[Extracted records]

'''

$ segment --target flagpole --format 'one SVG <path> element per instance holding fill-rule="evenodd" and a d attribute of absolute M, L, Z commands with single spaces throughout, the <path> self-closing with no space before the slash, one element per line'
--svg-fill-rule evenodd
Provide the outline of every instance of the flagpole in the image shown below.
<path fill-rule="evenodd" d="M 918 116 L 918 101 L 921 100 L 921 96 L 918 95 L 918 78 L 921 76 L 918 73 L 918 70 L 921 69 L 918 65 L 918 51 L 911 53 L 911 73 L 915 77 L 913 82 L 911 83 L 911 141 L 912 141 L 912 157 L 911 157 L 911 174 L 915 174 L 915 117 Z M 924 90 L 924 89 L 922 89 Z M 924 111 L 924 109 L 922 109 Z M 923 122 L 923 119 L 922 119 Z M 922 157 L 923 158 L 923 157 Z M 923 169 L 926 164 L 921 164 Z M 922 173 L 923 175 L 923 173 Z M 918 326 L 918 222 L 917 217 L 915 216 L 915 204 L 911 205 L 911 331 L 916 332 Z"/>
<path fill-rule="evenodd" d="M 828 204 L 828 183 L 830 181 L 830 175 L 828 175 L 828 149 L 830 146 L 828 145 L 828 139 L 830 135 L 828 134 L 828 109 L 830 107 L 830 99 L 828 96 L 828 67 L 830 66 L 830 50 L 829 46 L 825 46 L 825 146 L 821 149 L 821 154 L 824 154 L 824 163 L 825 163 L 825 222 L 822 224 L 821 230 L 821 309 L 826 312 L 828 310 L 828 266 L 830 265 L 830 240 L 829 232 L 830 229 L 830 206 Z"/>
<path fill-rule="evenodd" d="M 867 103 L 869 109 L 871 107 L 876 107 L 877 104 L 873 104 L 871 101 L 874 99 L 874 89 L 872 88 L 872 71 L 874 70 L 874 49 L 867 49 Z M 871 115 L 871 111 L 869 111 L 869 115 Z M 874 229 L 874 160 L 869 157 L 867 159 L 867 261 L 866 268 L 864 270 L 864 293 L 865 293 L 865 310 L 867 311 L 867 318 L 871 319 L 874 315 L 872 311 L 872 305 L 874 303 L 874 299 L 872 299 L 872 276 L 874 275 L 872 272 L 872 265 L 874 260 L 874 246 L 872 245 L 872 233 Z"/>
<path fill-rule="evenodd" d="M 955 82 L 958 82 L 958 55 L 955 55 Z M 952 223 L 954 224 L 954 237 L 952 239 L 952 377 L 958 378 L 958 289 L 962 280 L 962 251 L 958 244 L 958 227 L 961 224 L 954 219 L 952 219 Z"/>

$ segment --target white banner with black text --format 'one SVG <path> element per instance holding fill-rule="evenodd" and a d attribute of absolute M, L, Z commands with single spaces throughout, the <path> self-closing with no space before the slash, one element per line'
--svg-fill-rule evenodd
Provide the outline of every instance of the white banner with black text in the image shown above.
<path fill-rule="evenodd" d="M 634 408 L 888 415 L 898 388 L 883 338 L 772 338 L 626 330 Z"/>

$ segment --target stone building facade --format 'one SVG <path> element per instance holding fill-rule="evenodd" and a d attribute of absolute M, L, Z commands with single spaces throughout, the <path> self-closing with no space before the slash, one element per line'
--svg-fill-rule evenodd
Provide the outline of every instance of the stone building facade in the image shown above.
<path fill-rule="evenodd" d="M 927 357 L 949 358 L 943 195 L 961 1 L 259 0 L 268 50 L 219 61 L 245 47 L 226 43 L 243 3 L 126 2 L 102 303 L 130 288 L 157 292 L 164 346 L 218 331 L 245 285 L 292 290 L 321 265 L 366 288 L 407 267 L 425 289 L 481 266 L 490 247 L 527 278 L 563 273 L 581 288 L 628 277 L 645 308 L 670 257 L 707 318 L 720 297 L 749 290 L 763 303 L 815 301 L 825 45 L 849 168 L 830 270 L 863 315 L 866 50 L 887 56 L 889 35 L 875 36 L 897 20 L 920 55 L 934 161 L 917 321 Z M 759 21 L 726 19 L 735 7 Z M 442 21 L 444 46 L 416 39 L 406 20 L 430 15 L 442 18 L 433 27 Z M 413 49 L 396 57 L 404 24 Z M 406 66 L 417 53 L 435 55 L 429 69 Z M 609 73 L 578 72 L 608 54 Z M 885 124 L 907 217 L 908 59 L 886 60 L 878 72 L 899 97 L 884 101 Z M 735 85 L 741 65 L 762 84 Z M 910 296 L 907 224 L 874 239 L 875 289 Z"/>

'''

--- What to produce ---
Convert all of the entries above into a JSON list of strings, with one string for each line and blank lines omitted.

--- Solved problem ---
[
  "$ segment --target flagpole --format 'one SVG <path> element per instance holding fill-rule=\"evenodd\" and a d attribute of absolute M, L, Z commands with single spaces throughout, the <path> self-closing with no space before the slash, one element per line'",
  "--svg-fill-rule evenodd",
  "Provide the outline of every instance of the flagpole in the image shown below.",
  "<path fill-rule=\"evenodd\" d=\"M 918 116 L 918 101 L 921 100 L 921 96 L 918 95 L 918 78 L 921 76 L 918 73 L 918 70 L 921 69 L 918 65 L 918 51 L 911 53 L 911 73 L 915 77 L 913 82 L 911 83 L 911 141 L 912 141 L 912 157 L 911 157 L 911 174 L 915 174 L 915 117 Z M 924 90 L 924 89 L 922 89 Z M 924 111 L 924 109 L 922 109 Z M 923 122 L 923 119 L 922 119 Z M 922 157 L 923 158 L 923 157 Z M 923 169 L 926 164 L 921 164 Z M 922 173 L 923 175 L 923 173 Z M 918 326 L 918 222 L 917 217 L 915 216 L 915 204 L 911 205 L 911 331 L 916 332 Z\"/>",
  "<path fill-rule=\"evenodd\" d=\"M 828 204 L 828 183 L 830 181 L 830 175 L 828 175 L 828 149 L 830 146 L 828 145 L 828 139 L 830 135 L 828 134 L 828 109 L 830 107 L 830 99 L 828 96 L 828 67 L 830 66 L 830 50 L 829 46 L 825 46 L 825 146 L 821 149 L 821 154 L 824 154 L 824 163 L 825 163 L 825 222 L 822 224 L 821 230 L 821 309 L 826 312 L 828 310 L 828 266 L 830 265 L 830 240 L 829 232 L 830 229 L 830 206 Z\"/>",
  "<path fill-rule=\"evenodd\" d=\"M 867 103 L 869 109 L 871 107 L 876 107 L 877 104 L 873 104 L 871 101 L 874 99 L 874 89 L 872 88 L 872 71 L 874 70 L 874 49 L 867 49 Z M 871 115 L 871 111 L 869 111 L 869 115 Z M 874 229 L 874 160 L 869 157 L 867 159 L 867 261 L 866 268 L 864 270 L 864 293 L 865 293 L 865 310 L 867 311 L 867 318 L 871 319 L 874 315 L 872 311 L 872 305 L 874 303 L 874 299 L 872 299 L 872 276 L 874 275 L 872 272 L 872 265 L 874 260 L 874 246 L 872 245 L 872 233 Z\"/>",
  "<path fill-rule=\"evenodd\" d=\"M 955 82 L 958 82 L 958 55 L 955 55 Z M 952 223 L 954 224 L 954 237 L 952 239 L 952 377 L 958 378 L 958 289 L 962 280 L 962 251 L 958 244 L 958 227 L 961 224 L 954 219 L 952 219 Z\"/>",
  "$ segment --target white banner with black text --format 'one SVG <path> element per instance holding fill-rule=\"evenodd\" and a d attribute of absolute M, L, Z commands with single spaces throughout, the <path> self-closing with no space before the slash, one element per line'",
  "--svg-fill-rule evenodd",
  "Provide the outline of every instance of the white banner with black text in the image shown above.",
  "<path fill-rule=\"evenodd\" d=\"M 634 408 L 888 415 L 898 388 L 883 338 L 772 338 L 626 330 Z\"/>",
  "$ segment --target stone building facade --format 'one SVG <path> element per instance holding fill-rule=\"evenodd\" and a d attribute of absolute M, L, Z commands with single spaces throughout, the <path> self-closing with no space before the slash, one element per line'",
  "--svg-fill-rule evenodd",
  "Provide the outline of every instance of the stone building facade in the image shown above.",
  "<path fill-rule=\"evenodd\" d=\"M 927 357 L 949 358 L 943 195 L 961 1 L 259 0 L 268 50 L 219 61 L 245 47 L 226 43 L 243 3 L 126 2 L 102 303 L 130 288 L 157 292 L 164 346 L 218 331 L 245 285 L 292 290 L 321 265 L 366 288 L 407 267 L 425 289 L 481 266 L 490 247 L 527 278 L 563 273 L 581 288 L 628 277 L 645 308 L 670 257 L 707 318 L 720 297 L 749 290 L 763 303 L 815 301 L 825 45 L 849 168 L 830 270 L 863 315 L 866 50 L 887 56 L 889 35 L 875 36 L 897 20 L 920 55 L 934 161 L 917 321 Z M 759 21 L 726 19 L 735 7 Z M 442 21 L 444 46 L 416 39 L 406 20 L 430 15 L 442 18 L 433 27 Z M 413 49 L 396 57 L 404 24 Z M 406 66 L 417 53 L 435 55 L 429 69 Z M 609 73 L 578 72 L 608 54 Z M 885 124 L 907 217 L 908 59 L 886 60 L 878 72 L 899 97 L 884 101 Z M 735 85 L 741 65 L 762 84 Z M 910 296 L 907 224 L 874 239 L 875 289 Z\"/>"
]